## What you have to do:
Starting with the line containing "the dark hair;" and going on through the line containing "the short brown", swap "thickest part" for "widest part" and write out only those lines, with everything else left the same.

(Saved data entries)
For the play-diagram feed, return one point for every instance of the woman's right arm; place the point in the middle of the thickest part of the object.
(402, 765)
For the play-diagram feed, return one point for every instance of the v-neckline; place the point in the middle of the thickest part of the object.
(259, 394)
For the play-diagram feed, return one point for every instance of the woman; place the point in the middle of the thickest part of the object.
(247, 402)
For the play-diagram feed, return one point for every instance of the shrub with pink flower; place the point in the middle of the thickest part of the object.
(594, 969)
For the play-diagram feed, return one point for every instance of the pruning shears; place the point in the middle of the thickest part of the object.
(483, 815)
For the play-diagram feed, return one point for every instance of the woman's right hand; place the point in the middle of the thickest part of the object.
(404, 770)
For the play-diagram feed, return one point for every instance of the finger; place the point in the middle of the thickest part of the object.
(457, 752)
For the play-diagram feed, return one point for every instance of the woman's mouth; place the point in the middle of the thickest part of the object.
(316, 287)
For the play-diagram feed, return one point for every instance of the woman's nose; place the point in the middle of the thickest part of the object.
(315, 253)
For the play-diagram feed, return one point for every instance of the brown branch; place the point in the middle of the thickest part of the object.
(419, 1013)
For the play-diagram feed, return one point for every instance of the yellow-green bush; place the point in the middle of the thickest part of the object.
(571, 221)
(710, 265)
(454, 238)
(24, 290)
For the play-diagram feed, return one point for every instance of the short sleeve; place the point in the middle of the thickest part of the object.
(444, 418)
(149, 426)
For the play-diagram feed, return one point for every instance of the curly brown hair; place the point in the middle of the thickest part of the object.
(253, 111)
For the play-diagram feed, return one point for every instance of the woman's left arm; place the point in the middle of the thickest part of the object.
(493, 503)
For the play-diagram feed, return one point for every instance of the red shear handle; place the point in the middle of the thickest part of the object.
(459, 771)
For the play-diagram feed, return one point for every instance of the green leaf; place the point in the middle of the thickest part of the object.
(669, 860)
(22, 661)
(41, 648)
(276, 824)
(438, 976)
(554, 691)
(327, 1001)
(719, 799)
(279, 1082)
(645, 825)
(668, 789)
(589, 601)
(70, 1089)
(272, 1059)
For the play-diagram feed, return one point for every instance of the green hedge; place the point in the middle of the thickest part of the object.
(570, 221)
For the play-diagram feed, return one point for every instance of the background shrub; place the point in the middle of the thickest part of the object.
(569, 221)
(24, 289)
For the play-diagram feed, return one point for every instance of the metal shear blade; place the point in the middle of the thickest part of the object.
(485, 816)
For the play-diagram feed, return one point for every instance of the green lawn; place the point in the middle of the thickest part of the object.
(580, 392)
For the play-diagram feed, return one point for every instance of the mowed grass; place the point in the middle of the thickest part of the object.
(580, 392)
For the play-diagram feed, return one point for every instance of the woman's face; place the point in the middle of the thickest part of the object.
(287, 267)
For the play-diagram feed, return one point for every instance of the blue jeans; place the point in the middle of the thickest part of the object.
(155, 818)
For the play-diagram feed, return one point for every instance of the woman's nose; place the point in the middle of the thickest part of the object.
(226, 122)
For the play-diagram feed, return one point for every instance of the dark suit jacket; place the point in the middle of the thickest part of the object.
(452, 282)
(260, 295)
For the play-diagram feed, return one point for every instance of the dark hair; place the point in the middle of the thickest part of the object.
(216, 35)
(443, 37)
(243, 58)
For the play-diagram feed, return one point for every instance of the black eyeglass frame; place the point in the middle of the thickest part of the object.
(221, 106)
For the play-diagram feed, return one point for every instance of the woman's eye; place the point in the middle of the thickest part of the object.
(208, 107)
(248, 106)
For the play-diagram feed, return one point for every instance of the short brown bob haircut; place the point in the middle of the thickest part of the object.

* * *

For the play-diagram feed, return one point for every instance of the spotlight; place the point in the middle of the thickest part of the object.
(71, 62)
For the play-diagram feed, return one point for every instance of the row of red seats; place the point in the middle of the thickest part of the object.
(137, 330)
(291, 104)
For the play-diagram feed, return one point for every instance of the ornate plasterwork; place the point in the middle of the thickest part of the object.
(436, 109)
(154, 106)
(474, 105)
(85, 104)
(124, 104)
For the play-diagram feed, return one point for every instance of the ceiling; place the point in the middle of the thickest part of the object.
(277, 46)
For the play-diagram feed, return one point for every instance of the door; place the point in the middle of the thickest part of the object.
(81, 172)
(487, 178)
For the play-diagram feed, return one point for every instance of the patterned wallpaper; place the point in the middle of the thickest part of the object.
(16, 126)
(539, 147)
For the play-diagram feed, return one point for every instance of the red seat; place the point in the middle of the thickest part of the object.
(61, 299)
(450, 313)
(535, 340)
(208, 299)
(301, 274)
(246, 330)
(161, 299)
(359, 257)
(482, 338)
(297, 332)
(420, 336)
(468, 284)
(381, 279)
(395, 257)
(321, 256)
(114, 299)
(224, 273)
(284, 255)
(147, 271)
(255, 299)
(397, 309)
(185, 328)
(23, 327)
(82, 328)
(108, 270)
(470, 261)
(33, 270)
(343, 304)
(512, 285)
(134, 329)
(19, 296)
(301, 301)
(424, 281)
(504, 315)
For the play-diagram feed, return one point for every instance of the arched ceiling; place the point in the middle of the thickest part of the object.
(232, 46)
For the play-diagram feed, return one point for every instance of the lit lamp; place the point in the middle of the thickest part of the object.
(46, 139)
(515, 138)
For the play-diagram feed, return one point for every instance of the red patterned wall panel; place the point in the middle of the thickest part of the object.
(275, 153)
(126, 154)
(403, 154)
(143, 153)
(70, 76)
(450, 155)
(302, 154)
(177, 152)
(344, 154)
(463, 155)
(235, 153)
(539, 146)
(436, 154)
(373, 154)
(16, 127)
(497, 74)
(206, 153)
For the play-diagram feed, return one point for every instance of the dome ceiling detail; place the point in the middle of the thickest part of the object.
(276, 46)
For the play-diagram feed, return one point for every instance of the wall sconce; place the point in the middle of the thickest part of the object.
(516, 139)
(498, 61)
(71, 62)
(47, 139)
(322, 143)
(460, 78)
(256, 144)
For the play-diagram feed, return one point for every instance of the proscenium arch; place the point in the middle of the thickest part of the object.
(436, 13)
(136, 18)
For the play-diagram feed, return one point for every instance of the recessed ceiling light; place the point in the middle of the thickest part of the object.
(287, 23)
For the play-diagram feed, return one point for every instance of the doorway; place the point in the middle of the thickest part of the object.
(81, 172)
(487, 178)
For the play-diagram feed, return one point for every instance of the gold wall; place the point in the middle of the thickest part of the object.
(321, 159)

## Response to this exercise:
For the play-diagram feed, return one point for every instance of the dark hair; place the point in the middle of the widest part of the object.
(216, 35)
(443, 37)
(243, 58)
For the play-diagram feed, return one point for every instance of the black eyeglass frame; place the point in the middle of the widest part of the object.
(221, 106)
For the play-diagram feed, return one point for every instance of the woman's eye; place the point in the middle of the widest part of the object.
(208, 107)
(248, 106)
For the play-diagram feed, return one point for every instance of the short brown bob haircut; place the point in the middle of the widest part of the object.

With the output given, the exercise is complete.